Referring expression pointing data

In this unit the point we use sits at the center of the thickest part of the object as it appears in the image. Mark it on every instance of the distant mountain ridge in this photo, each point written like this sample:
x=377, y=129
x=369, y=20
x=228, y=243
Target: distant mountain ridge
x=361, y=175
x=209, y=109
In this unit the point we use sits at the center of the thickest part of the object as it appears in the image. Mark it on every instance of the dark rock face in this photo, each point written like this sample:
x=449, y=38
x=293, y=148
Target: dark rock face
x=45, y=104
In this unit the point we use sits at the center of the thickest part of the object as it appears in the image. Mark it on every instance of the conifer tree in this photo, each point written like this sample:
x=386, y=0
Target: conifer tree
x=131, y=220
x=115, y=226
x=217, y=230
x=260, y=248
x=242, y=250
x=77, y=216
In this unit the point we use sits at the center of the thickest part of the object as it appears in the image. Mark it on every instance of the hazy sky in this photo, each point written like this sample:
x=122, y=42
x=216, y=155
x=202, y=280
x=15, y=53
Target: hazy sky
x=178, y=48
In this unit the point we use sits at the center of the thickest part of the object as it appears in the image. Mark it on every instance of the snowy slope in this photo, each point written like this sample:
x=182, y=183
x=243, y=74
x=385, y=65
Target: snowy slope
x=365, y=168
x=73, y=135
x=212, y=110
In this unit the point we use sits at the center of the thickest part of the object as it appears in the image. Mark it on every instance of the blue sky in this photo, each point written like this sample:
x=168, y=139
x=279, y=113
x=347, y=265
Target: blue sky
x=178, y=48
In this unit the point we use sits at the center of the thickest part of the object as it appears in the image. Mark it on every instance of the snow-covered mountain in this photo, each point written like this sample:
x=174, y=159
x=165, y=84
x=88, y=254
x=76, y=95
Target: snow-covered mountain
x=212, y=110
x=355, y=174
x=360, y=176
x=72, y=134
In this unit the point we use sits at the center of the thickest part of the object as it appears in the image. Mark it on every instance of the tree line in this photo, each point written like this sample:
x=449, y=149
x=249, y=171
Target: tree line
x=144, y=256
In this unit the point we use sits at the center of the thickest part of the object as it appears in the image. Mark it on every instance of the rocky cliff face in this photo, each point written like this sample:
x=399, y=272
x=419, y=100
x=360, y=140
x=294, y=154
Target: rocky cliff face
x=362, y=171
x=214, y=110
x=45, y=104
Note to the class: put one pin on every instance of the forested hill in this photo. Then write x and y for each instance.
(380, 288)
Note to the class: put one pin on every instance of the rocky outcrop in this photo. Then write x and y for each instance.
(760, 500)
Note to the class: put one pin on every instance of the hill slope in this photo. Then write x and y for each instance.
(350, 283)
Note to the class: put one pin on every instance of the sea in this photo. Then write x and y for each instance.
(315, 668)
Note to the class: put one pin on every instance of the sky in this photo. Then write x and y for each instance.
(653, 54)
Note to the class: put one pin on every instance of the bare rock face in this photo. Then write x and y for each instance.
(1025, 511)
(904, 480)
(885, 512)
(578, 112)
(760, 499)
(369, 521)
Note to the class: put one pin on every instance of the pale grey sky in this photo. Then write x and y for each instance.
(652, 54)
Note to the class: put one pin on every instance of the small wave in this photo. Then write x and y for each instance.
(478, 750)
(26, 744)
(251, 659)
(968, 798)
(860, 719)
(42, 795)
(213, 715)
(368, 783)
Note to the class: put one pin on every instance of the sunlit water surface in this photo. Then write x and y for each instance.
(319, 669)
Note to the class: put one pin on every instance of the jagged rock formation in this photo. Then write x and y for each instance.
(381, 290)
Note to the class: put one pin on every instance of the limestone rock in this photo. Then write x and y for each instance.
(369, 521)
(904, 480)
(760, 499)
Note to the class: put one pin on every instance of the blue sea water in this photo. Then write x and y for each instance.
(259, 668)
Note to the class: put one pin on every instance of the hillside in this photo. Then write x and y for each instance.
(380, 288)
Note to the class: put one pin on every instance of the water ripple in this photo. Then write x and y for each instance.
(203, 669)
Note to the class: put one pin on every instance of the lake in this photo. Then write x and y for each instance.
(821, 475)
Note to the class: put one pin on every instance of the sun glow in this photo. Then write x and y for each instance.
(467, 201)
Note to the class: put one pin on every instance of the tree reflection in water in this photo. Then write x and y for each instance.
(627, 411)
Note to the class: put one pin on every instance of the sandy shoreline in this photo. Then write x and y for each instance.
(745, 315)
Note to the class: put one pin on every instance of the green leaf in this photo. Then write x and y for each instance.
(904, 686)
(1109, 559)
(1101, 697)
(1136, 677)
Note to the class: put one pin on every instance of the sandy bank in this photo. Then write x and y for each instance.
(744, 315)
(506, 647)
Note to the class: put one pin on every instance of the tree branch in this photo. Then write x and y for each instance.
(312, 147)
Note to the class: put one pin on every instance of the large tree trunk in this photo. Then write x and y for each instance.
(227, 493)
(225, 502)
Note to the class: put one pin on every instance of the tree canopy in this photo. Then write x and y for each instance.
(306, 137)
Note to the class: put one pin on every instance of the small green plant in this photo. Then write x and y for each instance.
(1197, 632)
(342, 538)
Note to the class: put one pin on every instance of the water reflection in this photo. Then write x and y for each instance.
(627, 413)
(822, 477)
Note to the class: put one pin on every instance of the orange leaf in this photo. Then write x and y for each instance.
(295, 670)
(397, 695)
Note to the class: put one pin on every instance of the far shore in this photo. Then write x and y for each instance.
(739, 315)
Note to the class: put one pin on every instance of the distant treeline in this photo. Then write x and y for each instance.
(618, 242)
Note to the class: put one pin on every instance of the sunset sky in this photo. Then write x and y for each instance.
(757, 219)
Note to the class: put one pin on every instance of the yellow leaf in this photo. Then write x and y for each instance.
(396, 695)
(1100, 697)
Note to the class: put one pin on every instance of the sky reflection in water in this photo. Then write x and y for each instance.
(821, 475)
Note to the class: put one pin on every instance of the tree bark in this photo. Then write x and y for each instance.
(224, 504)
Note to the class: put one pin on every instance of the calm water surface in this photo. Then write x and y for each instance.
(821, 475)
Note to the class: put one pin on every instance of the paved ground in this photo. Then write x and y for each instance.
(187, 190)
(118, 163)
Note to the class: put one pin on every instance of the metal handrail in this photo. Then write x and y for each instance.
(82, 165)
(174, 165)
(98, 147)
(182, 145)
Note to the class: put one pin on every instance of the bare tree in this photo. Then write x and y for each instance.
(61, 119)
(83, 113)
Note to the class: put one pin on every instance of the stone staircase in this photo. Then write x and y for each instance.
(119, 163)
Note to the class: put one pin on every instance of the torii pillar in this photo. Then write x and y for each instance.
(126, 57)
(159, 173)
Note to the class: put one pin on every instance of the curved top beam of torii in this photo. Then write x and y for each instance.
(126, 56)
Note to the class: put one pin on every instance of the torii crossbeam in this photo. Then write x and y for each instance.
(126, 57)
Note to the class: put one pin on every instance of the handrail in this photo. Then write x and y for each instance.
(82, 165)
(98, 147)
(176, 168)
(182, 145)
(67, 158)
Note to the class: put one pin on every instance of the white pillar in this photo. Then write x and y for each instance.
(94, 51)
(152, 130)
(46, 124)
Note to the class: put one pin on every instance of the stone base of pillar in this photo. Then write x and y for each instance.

GOAL OF THE EXERCISE:
Set down the data exactly.

SOLUTION TO THE EXERCISE:
In this unit the point we use sits at the center of the thickest part of the object as it appears in the image. Mark it on every instance of the distant mountain ridge in this photo, each point written like this sample:
x=377, y=129
x=369, y=20
x=228, y=243
Target: distant mountain ridge
x=361, y=175
x=209, y=109
In this unit the point we use sits at the center of the thickest part of the object as it appears in the image. Mark it on every instance of the dark rock face in this photo, each point written like this sample:
x=449, y=38
x=293, y=148
Target: dark rock face
x=45, y=104
In this unit the point we use sits at the center of the thickest part of the object as it appears in the image. Mark it on every instance of the conifer tree in this photo, each point written like this sample:
x=386, y=0
Target: conifer tree
x=131, y=220
x=115, y=226
x=217, y=230
x=260, y=248
x=242, y=250
x=77, y=216
In this unit the point we use sits at the center of the thickest part of the object as it appears in the image. Mark it on every instance of the hazy sky in this photo, each point written like this sample:
x=122, y=42
x=216, y=155
x=202, y=280
x=15, y=53
Target: hazy sky
x=178, y=48
In this unit the point we use sits at the center of the thickest part of the object as it appears in the image. Mark it on every instance of the snowy slope in this photo, each point written like this sample:
x=182, y=183
x=243, y=74
x=385, y=65
Target: snowy slope
x=365, y=168
x=73, y=135
x=212, y=110
In this unit the point we use sits at the center of the thickest part of the object as it appears in the image. Mark it on every instance of the blue sky in this photo, each point written like this sample:
x=168, y=139
x=279, y=113
x=347, y=265
Target: blue sky
x=178, y=48
In this unit the point we use sits at the center of the thickest part of the object as it appears in the image. Mark it on every instance of the snow-covered mountain in this photo, each point written like this sample:
x=174, y=159
x=165, y=84
x=88, y=254
x=76, y=95
Target: snow-covered mountain
x=212, y=110
x=355, y=174
x=360, y=176
x=72, y=134
In this unit the point we use sits at the center of the thickest part of the object as it appears in the image. Mark it on every instance of the tree line in this photo, each point written like this sample:
x=449, y=149
x=249, y=171
Target: tree line
x=144, y=256
In this unit the point we use sits at the center of the thickest part of the object as it appears in the image. Mark it on every instance of the rocky cliff face in this photo, each point written like this sample:
x=399, y=272
x=419, y=100
x=360, y=140
x=294, y=154
Target: rocky cliff face
x=362, y=171
x=214, y=110
x=45, y=104
Note to the class: put one pin on every instance of the forested hill in this photo. Then write x and y for each instance.
(380, 288)
Note to the class: put one pin on every instance of the rocky outcrop in this photo. Then write x and y for each instance.
(760, 500)
Note to the class: put one pin on every instance of the hill slope in this photo. Then write x and y for each instance.
(350, 283)
Note to the class: put one pin on every instance of the sea in this photo. Then write x and y for each instance.
(315, 668)
Note to the class: put one pin on every instance of the sky in this photo. Then write x and y for each instance.
(653, 54)
Note to the class: put one pin on every instance of the bare rock face in this photo. Then write x and y for each instance.
(1025, 511)
(904, 480)
(885, 512)
(578, 112)
(760, 499)
(369, 521)
Note to the class: put one pin on every instance of the pale grey sky in this photo. Then write x and y for each instance.
(652, 54)
Note to the class: put one pin on every instance of the small wave in this photo. Then write x and y for each instance.
(478, 750)
(26, 744)
(251, 659)
(968, 798)
(860, 719)
(42, 795)
(213, 715)
(368, 783)
Note to the class: put one pin on every instance of the sunlit water surface in this photo. Then write x and y for each instance.
(319, 669)
Note to the class: put one pin on every instance of the jagged rock formation in this photo. Then write x and y for each instance.
(381, 290)
Note to the class: put one pin on every instance of the limestone rock in this photo. Then write x and y for each instance.
(369, 521)
(904, 480)
(760, 499)
Note to the class: put one pin on every instance of the blue sea water in this photo. Then write x and y for each instance.
(259, 668)
Note to the class: put one pin on every instance of the hillside in this photo. Then write x and y for each instance.
(380, 288)
Note to the class: put one pin on every instance of the water ripple in this photo. Then write x and y for each instance.
(203, 669)
Note to the class: put one pin on every instance of the lake in this photo. Then write x and y for each instance.
(821, 475)
Note to the class: put one pin on every instance of the sun glow in this photo. Then write x and y for each instance.
(467, 201)
Note to the class: put one pin on every instance of the tree reflection in water in this photo. Then write x and y for each instance.
(627, 411)
Note to the class: put one pin on every instance of the sandy shoreline in this photo. Then write x and y for each instance.
(745, 315)
Note to the class: put one pin on every instance of the green leaf in this photo. Then write x and y for each instance.
(904, 686)
(1109, 559)
(1101, 697)
(1136, 677)
Note to the class: put one pin on every instance of the sandy bank in this photo. Then write x and y for each instance.
(744, 315)
(506, 647)
Note to the class: put one pin on every instance of the tree branch in this photo. Then write x and y for each instance.
(312, 147)
Note to the class: put one pin on every instance of the large tree trunk in this photo. Then write x and y for each instance.
(227, 493)
(225, 502)
Note to the class: put one pin on every instance of the tree canopy in this photo. Then write x and y for each instance.
(306, 137)
Note to the class: put one pin on every instance of the small green plant in this photo. Then write x and y for each instance.
(1197, 632)
(342, 538)
Note to the class: put one pin on every instance of the water reflection in this photo. Then write x and y for each instance.
(627, 413)
(822, 477)
Note to the class: put one pin on every instance of the orange leaf in this photo. Then write x and y for each instance.
(295, 670)
(397, 695)
Note to the class: put one pin on every instance of the far shore in this photo. Then write x and y for each instance.
(739, 315)
Note to the class: put one pin on every instance of the distant treeline in this photo. Then write x and y for each instance.
(618, 242)
Note to the class: put one pin on every instance of the sunset sky in this photo. Then write x and y for each instance.
(757, 219)
Note to the class: put one pin on every instance of the yellow leaf in this photo. Then write x and y for each instance.
(396, 695)
(1100, 697)
Note to the class: put one pin on every instance of the sky reflection in water in this photo. Then write x and y for each instance.
(821, 475)
Note to the class: put one pin on every instance of the tree bark in this photo. Then write x and y for each instance.
(224, 504)
Note to the class: put one pin on every instance of the calm water surface in this photo. Then write x and y for each instance.
(821, 475)
Note to the class: put one pin on every instance of the paved ground in this photo. Then write x and y for each instance.
(187, 190)
(118, 163)
Note to the class: put one pin on every instance of the metal handrail in this photo. Then write x and y for each instance.
(82, 165)
(174, 165)
(98, 147)
(182, 145)
Note to the class: put one pin on every instance of the bare tree in this photo. Then write x and y for each instance.
(61, 119)
(83, 113)
Note to the class: put one pin on every instance of the stone staircase in this photo. Then write x and y for each instance.
(119, 163)
Note to the class: put one pin on every instance of the torii pillar in this photo. Then write x and y for each instance.
(126, 57)
(159, 173)
Note to the class: put one pin on every instance of the curved top beam of torii in this photo. Then write x and y for each instance.
(126, 56)
Note to the class: put one pin on every instance of the torii crossbeam in this photo. Then write x and y for each instance.
(126, 57)
Note to the class: put one pin on every instance of the handrail in this photo. Then write x and y for each instance.
(82, 165)
(98, 147)
(176, 168)
(182, 145)
(67, 158)
Note to the class: put one pin on every instance of the white pillar in this photo. Then write x and y for each instance.
(94, 51)
(152, 130)
(46, 124)
Note to the class: put one pin on every instance of the stone base of pillar in this photo. Then write x and y for each instance.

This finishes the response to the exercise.